◆ Исходный отрывок
-=-=-=-=-

Устало поднимавшееся из утреннего тумана солнце дало возможность продолжить наступление. Дорожный указатель показывал на Ле-Корне Мало. Минометы и тяжелые пулеметы заняли огневую позицию на опушке леса и вели огонь по выявленным целям противника в деревне в сотне метров от нас, в то время как стрелки продвигались по обе стороны дороги. Я наткнулся на молодого англичанина, от вида приближающейся смерти на лице которого кровь стыла в жилах. Он стоял, прислонившись спиной к земляному валу, с неописуемо безысходным выражением в глазах, в то время как яркая кровь толчками вырывалась из раны на его шее. Его руки тщетно пытались зажать артерию, чтобы сохранить жизнь в его теле. Даже при посторонней помощи спасти бы его не удалось.

Дальше! Внезапно пулеметные очереди ударили по отделению, продвигавшемуся по скрытой тропе, и превратили его в груду разбросанных человеческих тел. Один из них поднялся и, шатаясь, заткнув пальцем дыру в своем животе, пошел мимо меня в тыл.

-=-=-=-=-

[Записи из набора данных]

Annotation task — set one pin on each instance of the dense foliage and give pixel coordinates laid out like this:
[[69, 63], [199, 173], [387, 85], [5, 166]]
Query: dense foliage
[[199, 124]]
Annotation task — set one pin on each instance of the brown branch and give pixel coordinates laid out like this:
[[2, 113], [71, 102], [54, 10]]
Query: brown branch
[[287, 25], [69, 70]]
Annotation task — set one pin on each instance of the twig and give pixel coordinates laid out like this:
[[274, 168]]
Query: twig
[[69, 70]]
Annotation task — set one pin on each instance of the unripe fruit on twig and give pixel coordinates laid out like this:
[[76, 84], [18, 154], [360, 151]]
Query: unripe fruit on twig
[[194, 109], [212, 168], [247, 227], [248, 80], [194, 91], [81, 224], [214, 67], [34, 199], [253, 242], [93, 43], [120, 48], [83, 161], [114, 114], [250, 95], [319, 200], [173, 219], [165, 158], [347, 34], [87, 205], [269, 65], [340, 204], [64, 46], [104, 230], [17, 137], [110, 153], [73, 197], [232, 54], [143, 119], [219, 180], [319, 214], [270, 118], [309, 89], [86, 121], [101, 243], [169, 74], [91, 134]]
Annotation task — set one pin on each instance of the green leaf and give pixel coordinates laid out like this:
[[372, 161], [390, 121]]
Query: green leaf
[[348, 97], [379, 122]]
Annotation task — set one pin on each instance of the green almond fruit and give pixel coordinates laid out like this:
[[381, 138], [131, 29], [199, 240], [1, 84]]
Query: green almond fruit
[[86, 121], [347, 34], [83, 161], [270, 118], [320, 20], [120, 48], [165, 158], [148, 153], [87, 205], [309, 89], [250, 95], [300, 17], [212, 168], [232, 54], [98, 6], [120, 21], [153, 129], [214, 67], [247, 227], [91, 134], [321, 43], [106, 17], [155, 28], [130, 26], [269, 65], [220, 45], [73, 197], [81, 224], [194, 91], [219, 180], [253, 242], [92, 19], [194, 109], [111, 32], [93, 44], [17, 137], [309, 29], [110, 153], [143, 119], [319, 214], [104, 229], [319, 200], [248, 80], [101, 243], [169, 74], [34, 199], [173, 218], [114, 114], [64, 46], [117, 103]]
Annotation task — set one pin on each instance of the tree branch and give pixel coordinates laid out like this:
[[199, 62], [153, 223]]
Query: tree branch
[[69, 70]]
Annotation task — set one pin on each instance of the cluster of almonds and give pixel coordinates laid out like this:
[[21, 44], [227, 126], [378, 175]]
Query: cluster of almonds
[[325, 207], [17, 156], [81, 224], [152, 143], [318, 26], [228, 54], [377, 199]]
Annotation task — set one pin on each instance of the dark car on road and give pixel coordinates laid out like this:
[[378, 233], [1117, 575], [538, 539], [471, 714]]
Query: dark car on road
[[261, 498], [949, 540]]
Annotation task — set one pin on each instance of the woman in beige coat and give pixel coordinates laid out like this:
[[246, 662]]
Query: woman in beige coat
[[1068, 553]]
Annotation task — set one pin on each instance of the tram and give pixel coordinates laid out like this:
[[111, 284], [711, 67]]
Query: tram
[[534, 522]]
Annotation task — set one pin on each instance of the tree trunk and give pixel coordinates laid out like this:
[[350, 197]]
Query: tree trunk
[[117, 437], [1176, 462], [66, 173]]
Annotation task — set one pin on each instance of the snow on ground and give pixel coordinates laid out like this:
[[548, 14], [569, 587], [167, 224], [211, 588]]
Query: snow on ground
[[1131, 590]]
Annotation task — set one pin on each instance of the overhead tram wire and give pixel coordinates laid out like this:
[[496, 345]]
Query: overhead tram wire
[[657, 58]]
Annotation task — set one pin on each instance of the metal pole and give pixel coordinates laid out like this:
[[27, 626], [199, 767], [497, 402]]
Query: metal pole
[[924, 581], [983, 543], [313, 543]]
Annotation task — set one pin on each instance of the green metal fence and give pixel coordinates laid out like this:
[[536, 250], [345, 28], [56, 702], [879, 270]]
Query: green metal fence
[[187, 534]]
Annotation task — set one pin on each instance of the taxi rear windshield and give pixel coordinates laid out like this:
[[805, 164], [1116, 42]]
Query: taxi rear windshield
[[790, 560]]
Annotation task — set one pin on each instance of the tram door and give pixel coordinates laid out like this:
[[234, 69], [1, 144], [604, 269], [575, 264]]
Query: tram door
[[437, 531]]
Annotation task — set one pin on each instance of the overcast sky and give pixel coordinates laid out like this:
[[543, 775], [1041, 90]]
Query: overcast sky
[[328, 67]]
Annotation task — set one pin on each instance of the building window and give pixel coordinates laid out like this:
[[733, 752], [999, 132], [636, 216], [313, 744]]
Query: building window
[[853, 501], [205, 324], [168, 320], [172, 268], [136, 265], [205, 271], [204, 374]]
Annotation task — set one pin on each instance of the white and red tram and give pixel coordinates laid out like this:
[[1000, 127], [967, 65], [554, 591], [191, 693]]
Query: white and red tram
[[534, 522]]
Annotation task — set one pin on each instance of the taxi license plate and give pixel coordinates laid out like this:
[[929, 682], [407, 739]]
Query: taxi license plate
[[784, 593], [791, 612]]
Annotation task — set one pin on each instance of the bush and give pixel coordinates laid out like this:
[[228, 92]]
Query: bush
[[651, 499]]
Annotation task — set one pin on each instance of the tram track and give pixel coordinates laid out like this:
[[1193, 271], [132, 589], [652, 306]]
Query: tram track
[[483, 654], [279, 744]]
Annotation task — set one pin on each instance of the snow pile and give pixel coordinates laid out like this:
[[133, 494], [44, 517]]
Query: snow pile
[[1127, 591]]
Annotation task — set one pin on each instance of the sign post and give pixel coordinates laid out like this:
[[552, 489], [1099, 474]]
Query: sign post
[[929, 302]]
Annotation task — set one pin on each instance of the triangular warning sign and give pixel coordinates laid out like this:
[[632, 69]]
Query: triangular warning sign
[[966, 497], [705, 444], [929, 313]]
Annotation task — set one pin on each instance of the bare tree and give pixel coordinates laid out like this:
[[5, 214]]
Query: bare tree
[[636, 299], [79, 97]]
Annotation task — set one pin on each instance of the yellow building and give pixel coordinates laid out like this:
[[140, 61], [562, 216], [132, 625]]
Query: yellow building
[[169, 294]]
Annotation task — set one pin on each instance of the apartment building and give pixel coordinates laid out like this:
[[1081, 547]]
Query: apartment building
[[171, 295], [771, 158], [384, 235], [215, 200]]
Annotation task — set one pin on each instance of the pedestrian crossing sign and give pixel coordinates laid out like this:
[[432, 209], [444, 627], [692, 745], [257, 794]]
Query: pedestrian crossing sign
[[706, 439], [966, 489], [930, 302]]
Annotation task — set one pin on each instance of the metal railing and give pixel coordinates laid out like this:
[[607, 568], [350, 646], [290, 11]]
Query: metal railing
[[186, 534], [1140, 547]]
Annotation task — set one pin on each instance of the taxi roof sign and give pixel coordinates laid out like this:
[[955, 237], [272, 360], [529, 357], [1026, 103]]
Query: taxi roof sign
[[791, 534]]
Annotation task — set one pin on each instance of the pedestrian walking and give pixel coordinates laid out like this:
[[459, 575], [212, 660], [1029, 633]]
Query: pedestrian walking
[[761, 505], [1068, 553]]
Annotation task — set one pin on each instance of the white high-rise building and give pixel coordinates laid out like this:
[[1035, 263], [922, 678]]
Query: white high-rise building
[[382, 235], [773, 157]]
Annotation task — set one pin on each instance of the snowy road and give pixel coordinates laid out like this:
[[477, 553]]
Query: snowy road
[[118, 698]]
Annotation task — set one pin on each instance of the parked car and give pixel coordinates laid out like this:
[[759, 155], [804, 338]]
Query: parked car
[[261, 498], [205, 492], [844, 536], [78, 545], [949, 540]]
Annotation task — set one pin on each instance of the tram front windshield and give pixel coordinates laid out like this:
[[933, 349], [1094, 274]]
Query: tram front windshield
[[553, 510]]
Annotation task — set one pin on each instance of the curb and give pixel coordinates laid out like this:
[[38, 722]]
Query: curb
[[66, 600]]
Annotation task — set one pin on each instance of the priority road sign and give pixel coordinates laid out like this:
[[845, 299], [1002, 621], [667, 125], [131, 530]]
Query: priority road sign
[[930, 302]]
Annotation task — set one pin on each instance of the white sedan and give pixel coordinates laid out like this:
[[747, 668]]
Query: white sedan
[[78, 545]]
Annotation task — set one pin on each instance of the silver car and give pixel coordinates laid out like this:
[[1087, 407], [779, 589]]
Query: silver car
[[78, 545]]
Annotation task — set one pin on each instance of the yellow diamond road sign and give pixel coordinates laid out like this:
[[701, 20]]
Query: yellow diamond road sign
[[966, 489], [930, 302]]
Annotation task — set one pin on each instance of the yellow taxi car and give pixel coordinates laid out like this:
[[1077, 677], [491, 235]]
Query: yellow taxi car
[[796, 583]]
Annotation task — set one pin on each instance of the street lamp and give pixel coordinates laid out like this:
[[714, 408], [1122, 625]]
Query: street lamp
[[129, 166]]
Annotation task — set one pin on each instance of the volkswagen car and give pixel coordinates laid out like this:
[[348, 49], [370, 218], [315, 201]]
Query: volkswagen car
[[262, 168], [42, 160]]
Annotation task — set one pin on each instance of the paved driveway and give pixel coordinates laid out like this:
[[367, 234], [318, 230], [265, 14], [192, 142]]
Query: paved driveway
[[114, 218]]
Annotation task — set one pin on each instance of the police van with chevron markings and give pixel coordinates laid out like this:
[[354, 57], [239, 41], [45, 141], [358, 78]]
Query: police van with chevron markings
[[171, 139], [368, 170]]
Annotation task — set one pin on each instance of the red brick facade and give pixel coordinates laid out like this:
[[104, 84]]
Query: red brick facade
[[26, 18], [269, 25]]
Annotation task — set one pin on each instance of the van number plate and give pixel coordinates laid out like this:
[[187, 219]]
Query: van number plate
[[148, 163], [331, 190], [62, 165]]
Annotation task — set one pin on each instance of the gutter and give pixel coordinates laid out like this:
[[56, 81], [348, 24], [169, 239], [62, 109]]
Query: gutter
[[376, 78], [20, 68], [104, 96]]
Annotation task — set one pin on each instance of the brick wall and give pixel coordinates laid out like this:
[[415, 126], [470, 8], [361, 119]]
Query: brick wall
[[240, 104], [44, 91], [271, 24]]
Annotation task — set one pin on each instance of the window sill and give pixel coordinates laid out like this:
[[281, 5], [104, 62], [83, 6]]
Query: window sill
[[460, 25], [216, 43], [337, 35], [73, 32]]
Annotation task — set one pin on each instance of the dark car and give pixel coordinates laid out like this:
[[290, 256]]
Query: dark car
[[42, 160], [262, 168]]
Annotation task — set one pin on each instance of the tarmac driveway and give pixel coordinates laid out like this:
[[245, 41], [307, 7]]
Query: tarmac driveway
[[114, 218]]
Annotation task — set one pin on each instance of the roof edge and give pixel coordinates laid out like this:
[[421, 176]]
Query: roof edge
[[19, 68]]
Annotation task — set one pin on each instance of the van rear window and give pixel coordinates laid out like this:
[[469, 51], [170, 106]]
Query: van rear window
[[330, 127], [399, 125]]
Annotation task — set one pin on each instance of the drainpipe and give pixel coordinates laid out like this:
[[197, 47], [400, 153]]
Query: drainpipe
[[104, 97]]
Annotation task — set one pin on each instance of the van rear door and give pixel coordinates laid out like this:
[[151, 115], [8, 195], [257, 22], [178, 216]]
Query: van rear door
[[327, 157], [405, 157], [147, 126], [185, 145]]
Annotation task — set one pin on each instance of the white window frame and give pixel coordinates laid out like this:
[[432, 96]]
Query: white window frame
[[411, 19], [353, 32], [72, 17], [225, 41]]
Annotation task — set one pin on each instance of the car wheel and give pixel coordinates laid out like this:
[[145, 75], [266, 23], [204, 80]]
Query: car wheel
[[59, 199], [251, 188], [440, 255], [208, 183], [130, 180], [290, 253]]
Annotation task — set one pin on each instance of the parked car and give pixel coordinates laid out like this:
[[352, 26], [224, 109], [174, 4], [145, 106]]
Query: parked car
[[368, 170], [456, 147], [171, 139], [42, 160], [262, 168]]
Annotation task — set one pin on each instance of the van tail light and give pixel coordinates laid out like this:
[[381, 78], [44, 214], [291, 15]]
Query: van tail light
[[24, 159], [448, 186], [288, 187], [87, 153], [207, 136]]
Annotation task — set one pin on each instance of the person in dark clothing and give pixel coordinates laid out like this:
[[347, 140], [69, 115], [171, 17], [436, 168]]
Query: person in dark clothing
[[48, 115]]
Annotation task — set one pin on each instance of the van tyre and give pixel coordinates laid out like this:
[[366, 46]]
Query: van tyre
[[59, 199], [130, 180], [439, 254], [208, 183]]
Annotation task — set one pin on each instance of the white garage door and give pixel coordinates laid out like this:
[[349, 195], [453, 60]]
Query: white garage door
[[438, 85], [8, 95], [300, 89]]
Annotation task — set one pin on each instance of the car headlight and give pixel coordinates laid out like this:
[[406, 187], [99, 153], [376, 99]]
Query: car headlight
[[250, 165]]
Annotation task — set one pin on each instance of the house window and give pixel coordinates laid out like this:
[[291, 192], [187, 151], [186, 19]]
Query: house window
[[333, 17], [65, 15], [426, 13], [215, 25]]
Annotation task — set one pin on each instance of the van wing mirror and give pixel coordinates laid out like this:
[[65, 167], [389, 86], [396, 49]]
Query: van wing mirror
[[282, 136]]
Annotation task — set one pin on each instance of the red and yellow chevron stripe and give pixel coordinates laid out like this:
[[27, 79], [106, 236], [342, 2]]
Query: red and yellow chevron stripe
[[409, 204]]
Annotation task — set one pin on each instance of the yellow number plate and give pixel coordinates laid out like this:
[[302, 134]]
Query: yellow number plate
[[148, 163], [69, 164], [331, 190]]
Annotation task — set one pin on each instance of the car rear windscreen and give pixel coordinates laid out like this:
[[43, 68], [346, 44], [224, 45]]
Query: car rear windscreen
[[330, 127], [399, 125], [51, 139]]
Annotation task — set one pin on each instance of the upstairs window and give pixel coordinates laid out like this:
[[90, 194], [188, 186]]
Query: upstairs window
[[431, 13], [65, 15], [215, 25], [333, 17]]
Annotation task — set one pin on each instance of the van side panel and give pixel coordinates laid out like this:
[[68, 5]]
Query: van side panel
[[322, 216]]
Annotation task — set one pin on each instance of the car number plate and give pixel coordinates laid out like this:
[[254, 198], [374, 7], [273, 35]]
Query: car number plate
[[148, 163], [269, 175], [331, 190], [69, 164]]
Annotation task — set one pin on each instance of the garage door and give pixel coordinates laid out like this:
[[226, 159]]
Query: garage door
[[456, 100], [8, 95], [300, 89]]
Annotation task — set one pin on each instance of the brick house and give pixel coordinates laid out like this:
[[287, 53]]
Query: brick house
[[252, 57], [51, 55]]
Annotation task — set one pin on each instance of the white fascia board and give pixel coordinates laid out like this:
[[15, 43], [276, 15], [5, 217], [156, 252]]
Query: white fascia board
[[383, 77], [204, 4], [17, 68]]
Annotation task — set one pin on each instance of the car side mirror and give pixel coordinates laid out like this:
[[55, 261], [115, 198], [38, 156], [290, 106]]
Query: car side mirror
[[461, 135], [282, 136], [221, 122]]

-=-=-=-=-

◆ Задание 1
Прибавьте −67 к каждой пиксельной координате в ответах и перепишите строки записей от строки с «the tram front» до строки с «[[930, 302]]» включительно, сохранив запросы.
◆ Задание 2
Продолжите отрывок о наступлении на Ле-Корне Мало, начав сразу после его последнего предложения.
Текст и записи представляют собой два отдельных материала.

◆ Ответ 1
Annotation task — set one pin on each instance of the tram front windshield and give pixel coordinates laid out like this:
[[933, 349], [1094, 274]]
Query: tram front windshield
[[486, 443]]
Annotation task — set one pin on each instance of the curb and give pixel coordinates laid out like this:
[[38, 722]]
Query: curb
[[-1, 533]]
Annotation task — set one pin on each instance of the priority road sign and give pixel coordinates laid out like this:
[[845, 299], [1002, 621], [667, 125], [131, 530]]
Query: priority road sign
[[863, 235]]

◆ Ответ 2
Снайперы стреляли с крыш домов деревни, которую мы атаковали, прижимая нас к земле, и причиняли нам большие потери. Когда мы пытались оказать помощь раненым, то замечали, что у некоторых выходные отверстия от ран величиной с кулак, и спасти их невозможно. Они истекали кровью на наших глазах. Мы предположили, что англичане используют запрещенные международными конвенциями пули «дум-дум».

Огонь снайперов продолжал прижимать нас к земле. Каждый пытался обеспечить себе укрытие или прятал голову в траве. Тяжелые пулеметы замолчали. Их первые номера лежали с ужасными ранами у своего оружия. Лишь расчеты двух минометов в воронках времен Первой мировой войны остались невредимы и усилили свой огонь по всему, что могло служить укрытием для снайперов. Это обеспечило нам прикрытие настолько, что мы смогли убрать своих раненых. Когда минометы израсходовали боеприпасы, над полем боя снова возобладали англичане.

Раненые рассказали, что во время атаки их отделение ворвалось на вражескую позицию. После короткого ближнего боя англичане сдались и попросили оказать помощь двум раненым, лежавшим под одеялами. Когда отделение продолжило атаку, то эти якобы раненые вслед пощадившим их солдатам начали бросать ручные гранаты.

Раны, причиняемые специальными боеприпасами, и рассказ раненых подействовали на нас отрезвляюще и заставили взглянуть на противника в новом свете. После того как в том же лесу произошел случай такого же вероломства, это заставило нас предположить, что этот коварный способ ведения борьбы противник взял себе на вооружение.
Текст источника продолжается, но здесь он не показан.